The number of national groups that are fighting in the ranks of the Russian army on all fronts is stressed today in an editorial appearing in Pravda, which states that “our strongest and most solid weapon is the unity of nationalities…including Jews, Ukrainians, White Russians, Armenians and many others.”
At the same time other Russian newspapers carry accounts of heroic exploits by Jewish men and women on vital sectors of the front – at Stalingrad and Vorenezh – and in the guerrilla bands harrassing the lines of the retreating Nazi troops. A Jewish husband and wife, both of whom enlisted in the Red Army as volunteers, are especially praised. The wife, Luba Gumer, is a pilot of a fighter plane. Her husband, Simkha Khlebanov, is in charge of routing important military trains to their destination. By chance they were assigned to the same sector near Vorenezh during a heavy Nazi air raid. As a result of the woman pilot’s destruction of several German planes and Khlebanov’s re-routing of the trains, none of the equipment and munitions being transported to the front was lost. Both have been decorated.

----------

### Exercise instructions:
Reproduce the whole report on Jewish fighters in the Red Army word for word.

### Source material:

----------

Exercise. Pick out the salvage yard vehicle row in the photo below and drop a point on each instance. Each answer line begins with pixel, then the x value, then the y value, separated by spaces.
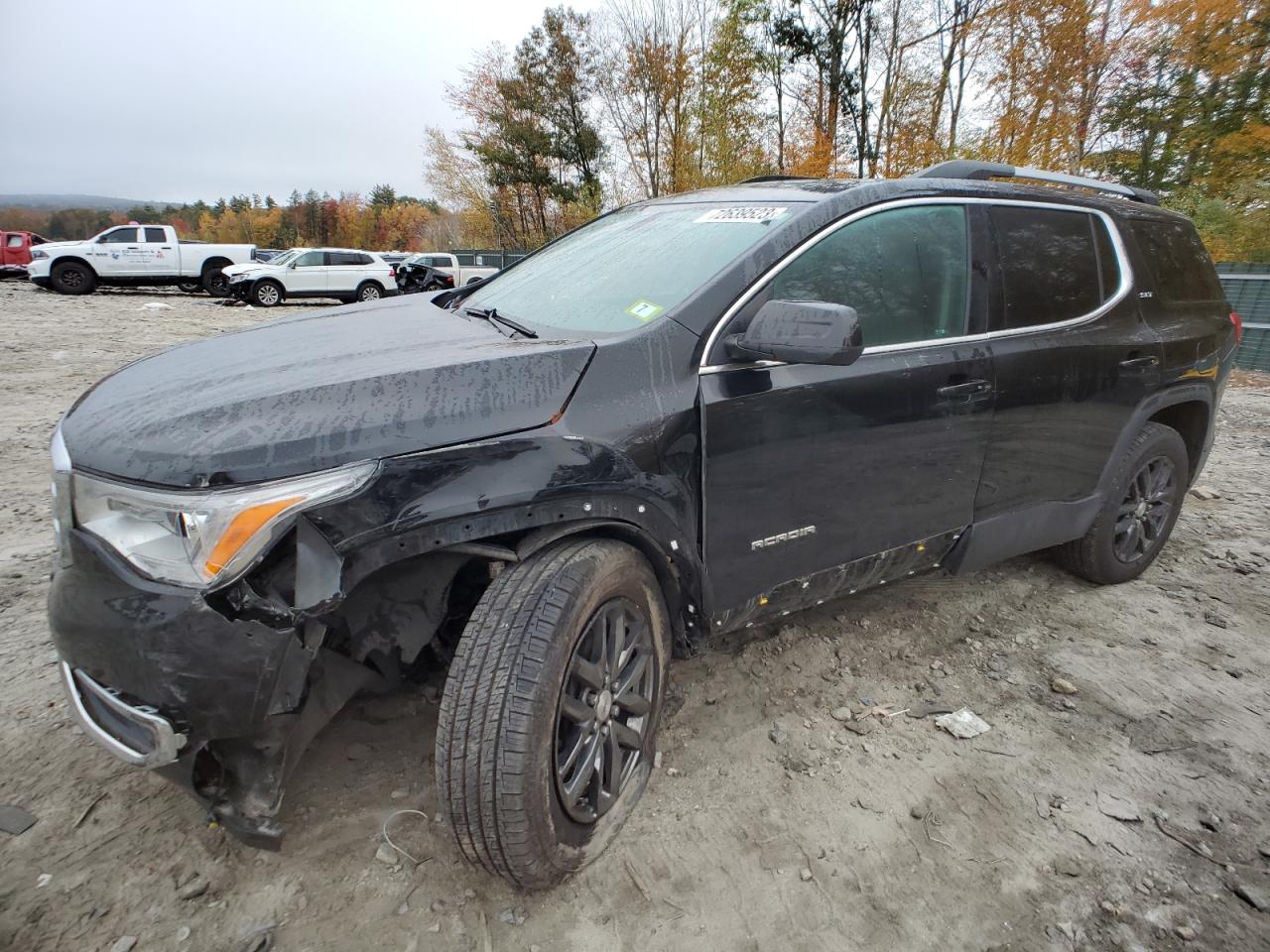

----------

### Output for this exercise:
The number of national groups that are fighting in the ranks of the Russian army on all fronts is stressed today in an editorial appearing in Pravda, which states that “our strongest and most solid weapon is the unity of nationalities…including Jews, Ukrainians, White Russians, Armenians and many others.”
At the same time other Russian newspapers carry accounts of heroic exploits by Jewish men and women on vital sectors of the front – at Stalingrad and Vorenezh – and in the guerrilla bands harrassing the lines of the retreating Nazi troops. A Jewish husband and wife, both of whom enlisted in the Red Army as volunteers, are especially praised. The wife, Luba Gumer, is a pilot of a fighter plane. Her husband, Simkha Khlebanov, is in charge of routing important military trains to their destination. By chance they were assigned to the same sector near Vorenezh during a heavy Nazi air raid. As a result of the woman pilot’s destruction of several German planes and Khlebanov’s re-routing of the trains, none of the equipment and munitions being transported to the front was lost. Both have been decorated.